# Passage shown
BEGIN

Sure, there will be obstacles and challenges along the way, and those who scoffed at that first paragraph, will try to pull you back into the mundane pit, they’ve become so accustomed to. For it would be far more convenient for them to be able to prove to you that the idea of life outside the pit is ridiculous, if not dangerous.

But as they witness your escape, and see that over time you did not return… They will start to question whether there really is a better life outside.

It is not your job to tell them anything about your new journey, as it is your journey and yours alone. As much as you might want to have your friends follow you, that would be not be good.

While you may encourage people to follow you on your journey, it is yours, not theirs. You are doing them a disservice if you do not encourage then to find their own way.

Love to the doers of the deep inner work.

 

There Is Hope

Regardless of what challenges appearing before you, the demons you may be facing, or when you feel you just can’t go on because you’ve reached the end of your rope, there is hope.

When you realize for every negative there is a positive, like the idea of Chinese philosophy’s yin and yang combined with the Newtonian third law, which states For every action there is an equal and opposite re-action, it all leads you to the conclusion that all things are in always in a state of perfect balance.

Even so, you may find yourself in a particular state of imbalance. No matter how desperate things may seem, in the same time and space where you are feeling so out of sorts, or even desperate, exists everything you need to access to experience the polar opposite emotional state.

END

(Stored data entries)
BEGIN

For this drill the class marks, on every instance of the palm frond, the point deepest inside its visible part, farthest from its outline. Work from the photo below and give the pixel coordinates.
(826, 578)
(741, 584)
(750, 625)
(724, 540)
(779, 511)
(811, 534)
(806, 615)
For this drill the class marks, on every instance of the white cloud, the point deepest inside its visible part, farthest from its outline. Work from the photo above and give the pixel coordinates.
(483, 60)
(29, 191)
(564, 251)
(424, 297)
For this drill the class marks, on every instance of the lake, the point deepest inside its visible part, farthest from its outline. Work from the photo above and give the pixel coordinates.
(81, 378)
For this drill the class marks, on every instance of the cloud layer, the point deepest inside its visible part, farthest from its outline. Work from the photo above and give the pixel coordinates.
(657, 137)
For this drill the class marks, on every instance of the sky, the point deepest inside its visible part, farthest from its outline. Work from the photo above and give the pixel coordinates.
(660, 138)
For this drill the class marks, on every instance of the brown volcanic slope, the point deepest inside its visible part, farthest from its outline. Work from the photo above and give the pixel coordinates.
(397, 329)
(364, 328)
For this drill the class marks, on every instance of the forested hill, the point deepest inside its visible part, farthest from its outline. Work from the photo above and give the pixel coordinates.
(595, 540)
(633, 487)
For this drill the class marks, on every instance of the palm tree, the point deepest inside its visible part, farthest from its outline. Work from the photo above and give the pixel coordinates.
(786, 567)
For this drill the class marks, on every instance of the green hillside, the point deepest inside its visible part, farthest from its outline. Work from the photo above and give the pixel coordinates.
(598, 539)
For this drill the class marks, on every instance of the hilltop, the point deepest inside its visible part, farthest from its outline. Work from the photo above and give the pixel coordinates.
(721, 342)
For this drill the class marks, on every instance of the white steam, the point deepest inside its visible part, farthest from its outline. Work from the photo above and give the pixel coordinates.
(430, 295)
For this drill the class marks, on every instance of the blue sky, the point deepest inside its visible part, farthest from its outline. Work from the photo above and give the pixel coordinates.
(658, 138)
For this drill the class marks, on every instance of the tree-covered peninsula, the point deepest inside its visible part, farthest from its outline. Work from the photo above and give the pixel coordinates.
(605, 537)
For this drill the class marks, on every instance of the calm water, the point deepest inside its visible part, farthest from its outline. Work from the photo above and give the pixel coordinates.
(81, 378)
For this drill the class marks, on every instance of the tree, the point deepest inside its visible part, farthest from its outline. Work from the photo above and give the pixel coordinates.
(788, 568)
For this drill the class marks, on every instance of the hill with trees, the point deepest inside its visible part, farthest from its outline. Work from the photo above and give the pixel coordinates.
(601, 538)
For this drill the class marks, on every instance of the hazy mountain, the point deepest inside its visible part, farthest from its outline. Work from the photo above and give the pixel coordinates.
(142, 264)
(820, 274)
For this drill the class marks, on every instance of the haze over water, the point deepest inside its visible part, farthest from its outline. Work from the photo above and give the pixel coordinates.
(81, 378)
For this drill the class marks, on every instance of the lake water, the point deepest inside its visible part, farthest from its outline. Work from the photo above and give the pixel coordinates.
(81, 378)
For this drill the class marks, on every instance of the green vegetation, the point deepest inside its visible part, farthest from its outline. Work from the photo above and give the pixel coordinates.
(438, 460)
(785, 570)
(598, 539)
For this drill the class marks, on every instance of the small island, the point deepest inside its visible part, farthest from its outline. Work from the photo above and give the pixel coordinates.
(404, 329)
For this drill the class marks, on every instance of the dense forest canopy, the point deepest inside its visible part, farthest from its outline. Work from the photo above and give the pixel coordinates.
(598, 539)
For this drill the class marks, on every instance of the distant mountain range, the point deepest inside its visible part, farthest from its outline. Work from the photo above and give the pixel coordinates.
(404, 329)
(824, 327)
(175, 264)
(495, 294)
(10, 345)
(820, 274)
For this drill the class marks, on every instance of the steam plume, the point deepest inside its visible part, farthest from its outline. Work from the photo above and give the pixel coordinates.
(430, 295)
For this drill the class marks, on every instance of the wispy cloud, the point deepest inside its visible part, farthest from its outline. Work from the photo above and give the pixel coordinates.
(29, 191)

END

# Tasks for this exercise
[1] Answer these questions using the passage above.
(a) What will those who scoffed at the first paragraph try to do?
(b) What two ideas does the passage combine to show that every negative has a positive?
(c) What are you doing to people if you do not encourage them to find their own way?
[2] Please copy out the part of the passage running from "While you may" up to and including "there is hope.".

# Per-task answers
[1]
(a) They will try to pull you back into the mundane pit.
(b) The yin and yang of Chinese philosophy and the Newtonian third law.
(c) A disservice.

[2]
While you may encourage people to follow you on your journey, it is yours, not theirs. You are doing them a disservice if you do not encourage then to find their own way.

Love to the doers of the deep inner work.

 

There Is Hope

Regardless of what challenges appearing before you, the demons you may be facing, or when you feel you just can’t go on because you’ve reached the end of your rope, there is hope.